§ **Excerpt to read**
——

Eizenstat Lecture Details Israel’s New Military Doctrine
Former Gen. David Petraeus acknowledged Israel’s recent successes and failures during his appearance at Ahavath Achim Synagogue.

The distinguished retired Gen. David Petraeus led his audience at this year’s Eizenstat Lecture through a master class in the past, present, and future of warfare and strategic military thinking.
It was another brilliant program for a series that, for the past 36 years, has brought some of America’s most important leaders to Ahavath Achim Synagogue. This year’s program was skillfully led by Ambassador Stuart Eizenstat, who has served almost continuously at the highest levels of government since the presidency of Jimmy Carter.
Among the subjects he tackled was the changes brought about in the Middle East since Oct. 7, 2023.
Petraeus is a former commander of U.S. forces in Iraq and Afghanistan. He’s a former director of the Central Intelligence Agency and teaches at Yale University.
Among his many interests is being a partner of the New York investment firm of Kohlberg Kravis and Roberts where he is the lead of their Middle East practice. He believes that Israel has made a fundamental shift in its national security strategy. As a result of its experience in the past two years, Israel has a new military doctrine against its foes.
“They will never again allow a force to build up, not just on their borders,” Petraeus says, “but in the region again in the way that they have. And, if they see it happening, where Lebanese armed forces are unable to disarm Hezbollah, the Israelis are insisting they’ll just continue to keep them degraded.”
As a result of that policy, Israel recently killed Hezbollah’s chief of staff, Haitham al-Tabtabai, in an air strike on an apartment building in a suburb of Beirut, Lebanon’s capital. The attack came despite a ceasefire worked out by the United States and France between Israel and the Lebanese terrorist group. Israel has accused the group of trying to rearm itself with smuggled weapons and a renewed attempt to rebuild its force of explosive drones.
Israel’s Prime Minister, Benjamin Netanyahu, in a statement after last month’s attack said the renewed threat of military force will not be tolerated.
Petraeus described Israel’s plan to decimate Hezbollah operatives though the simultaneous explosion of pagers and walkie talkie in Lebanon was described as “sheer genius.”
“That episode,” Petraeus maintained, “started Hezbollah down the road to enormous degradation, the greatest intelligence supply chain operation in history, greater than the Trojan horse.”
That operation and the elimination of 18 of Hezbollah’s top leaders not only took a human toll on the group but made it impossible for them to use the estimated 150,000 missiles and drones that had amassed against Israel.
Petraeus was equally impressed by Israel’s campaign against Iran and its nuclear capabilities. He believes Israel and the United States will not allow the Iranians to attempt to rebuild that capability.
“If Israel sees Iran reassembling certain threatening capabilities, particularly the missiles, they’ll go after them again. Certainly, if they try to enrich uranium they will go after that as well.”
In contrast to what happened in Iran and in Lebanon, Petraeus called the failure to predict the success of Hamas’ Oct. 7 attack, “the worst intelligence failure in Israel’s history.” Israel mid-level intelligence analysts failed to believe warnings that Hamas was preparing to destroy Israel’s electronic monitoring system along the border with Gaza before sweeping into the country from the south, with little resistance from the IDF.
“They made a terrible assessment that this was not possible, but it was also worse than that, really. It was also a terrible military readiness failure.”
Despite all these successes and failures in Israel, Petraeus believes that what is happening in Ukraine is rewriting the battle plans of the future. On the front lines between the Ukrainians and the Russians, traditional combined arms warfare there is a thing of the past. In this deadly no man’s land, conventional manned weapons such as tanks and artillery are useless against much cheaper, and smarter weapons such as unmanned drones.
Petraeus has made seven trips to the battlefield there. The latest was in September, to visit a battle zone where the Ukrainians are using up to 9,000 of the drones each day. They are expected to manufacture 3.5 million of them in the coming year and they will be smarter than ever, controlled not by individuals on the ground but by artificial intelligence in a computer program.
“I think within a year, you will start to see a transition from remotely piloted air assets to algorithmically piloted ones, and that is the future of warfare.”
He envisions swarms of drones on the attack, no longer limited by the need for individual control that can respond to algorithms without human intervention.

——

§ **Your assignment**
List every person named in the Eizenstat Lecture article above.

§ **Data records**

——

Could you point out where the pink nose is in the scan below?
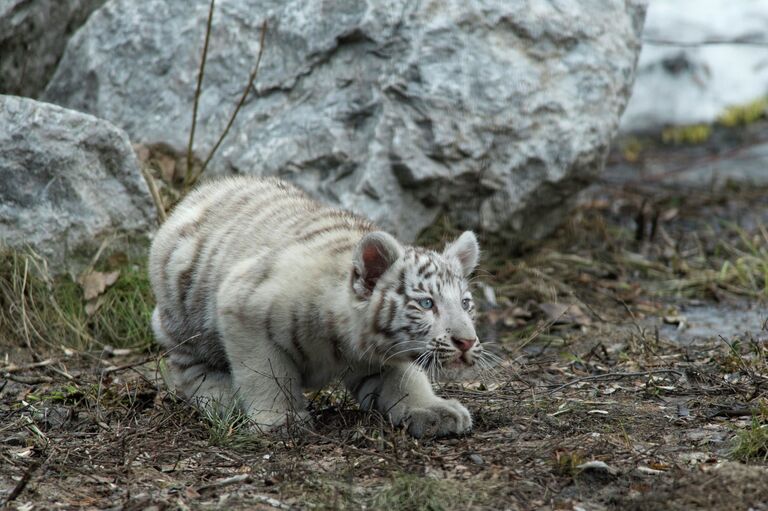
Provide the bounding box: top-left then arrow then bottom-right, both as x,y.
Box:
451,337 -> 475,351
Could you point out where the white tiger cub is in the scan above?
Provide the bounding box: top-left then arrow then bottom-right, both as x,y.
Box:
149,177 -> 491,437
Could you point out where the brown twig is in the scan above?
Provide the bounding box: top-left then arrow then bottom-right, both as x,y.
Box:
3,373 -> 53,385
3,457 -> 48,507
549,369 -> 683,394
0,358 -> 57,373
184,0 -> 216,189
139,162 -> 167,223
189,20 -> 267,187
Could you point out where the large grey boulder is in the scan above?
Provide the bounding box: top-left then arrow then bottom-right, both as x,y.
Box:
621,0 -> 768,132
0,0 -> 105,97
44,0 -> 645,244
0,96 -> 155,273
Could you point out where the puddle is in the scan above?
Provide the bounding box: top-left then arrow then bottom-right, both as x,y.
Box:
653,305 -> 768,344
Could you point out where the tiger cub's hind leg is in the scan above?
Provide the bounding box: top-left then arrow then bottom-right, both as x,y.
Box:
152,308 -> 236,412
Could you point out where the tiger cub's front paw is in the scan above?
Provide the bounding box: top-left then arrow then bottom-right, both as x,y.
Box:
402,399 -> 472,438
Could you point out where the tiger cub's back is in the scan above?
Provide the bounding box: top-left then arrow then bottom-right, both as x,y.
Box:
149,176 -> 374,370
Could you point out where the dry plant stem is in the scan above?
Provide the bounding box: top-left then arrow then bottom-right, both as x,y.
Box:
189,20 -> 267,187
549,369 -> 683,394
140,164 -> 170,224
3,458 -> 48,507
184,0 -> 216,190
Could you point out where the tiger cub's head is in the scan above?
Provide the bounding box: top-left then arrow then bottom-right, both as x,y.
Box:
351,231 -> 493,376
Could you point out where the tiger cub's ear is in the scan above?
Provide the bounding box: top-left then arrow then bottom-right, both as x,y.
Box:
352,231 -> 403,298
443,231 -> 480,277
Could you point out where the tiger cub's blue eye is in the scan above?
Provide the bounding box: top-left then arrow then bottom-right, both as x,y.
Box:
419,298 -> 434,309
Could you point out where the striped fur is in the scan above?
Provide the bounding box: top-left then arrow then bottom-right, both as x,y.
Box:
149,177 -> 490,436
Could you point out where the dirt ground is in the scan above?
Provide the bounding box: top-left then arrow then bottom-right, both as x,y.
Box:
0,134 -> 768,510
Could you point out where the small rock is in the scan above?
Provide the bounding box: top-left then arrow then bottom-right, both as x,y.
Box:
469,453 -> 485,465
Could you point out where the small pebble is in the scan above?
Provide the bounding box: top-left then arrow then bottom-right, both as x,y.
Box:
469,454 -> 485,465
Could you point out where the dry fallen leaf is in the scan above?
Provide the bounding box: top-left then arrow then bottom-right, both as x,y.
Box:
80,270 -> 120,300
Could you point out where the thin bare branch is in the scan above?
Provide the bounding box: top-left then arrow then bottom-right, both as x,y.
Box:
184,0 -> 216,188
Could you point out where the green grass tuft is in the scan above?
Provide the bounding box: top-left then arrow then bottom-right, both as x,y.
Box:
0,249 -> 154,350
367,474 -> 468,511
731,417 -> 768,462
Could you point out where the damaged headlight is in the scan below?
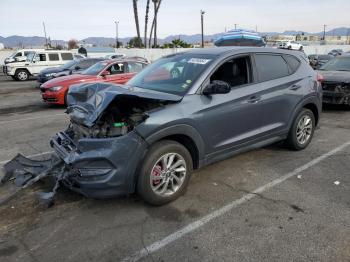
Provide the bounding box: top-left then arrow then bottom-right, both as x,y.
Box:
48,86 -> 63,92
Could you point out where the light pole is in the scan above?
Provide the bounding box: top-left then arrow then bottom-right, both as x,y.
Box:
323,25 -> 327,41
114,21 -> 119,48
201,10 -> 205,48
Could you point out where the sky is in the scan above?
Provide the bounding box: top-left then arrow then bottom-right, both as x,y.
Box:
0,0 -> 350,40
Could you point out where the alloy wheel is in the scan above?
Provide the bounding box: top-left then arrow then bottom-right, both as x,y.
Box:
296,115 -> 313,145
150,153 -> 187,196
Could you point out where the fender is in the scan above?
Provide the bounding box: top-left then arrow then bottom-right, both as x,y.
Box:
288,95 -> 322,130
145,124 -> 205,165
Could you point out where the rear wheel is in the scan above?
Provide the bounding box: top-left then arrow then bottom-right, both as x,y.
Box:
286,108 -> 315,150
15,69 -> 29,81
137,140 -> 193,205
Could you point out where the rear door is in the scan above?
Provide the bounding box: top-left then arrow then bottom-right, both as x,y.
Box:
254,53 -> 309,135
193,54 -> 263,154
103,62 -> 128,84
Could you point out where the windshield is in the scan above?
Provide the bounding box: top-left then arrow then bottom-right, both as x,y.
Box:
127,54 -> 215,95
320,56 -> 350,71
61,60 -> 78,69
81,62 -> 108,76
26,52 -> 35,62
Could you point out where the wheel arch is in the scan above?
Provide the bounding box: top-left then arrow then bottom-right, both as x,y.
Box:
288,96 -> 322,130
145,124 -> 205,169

——

§ **Finished exercise**
David Petraeus, Stuart Eizenstat, Jimmy Carter, Haitham al-Tabtabai, Benjamin Netanyahu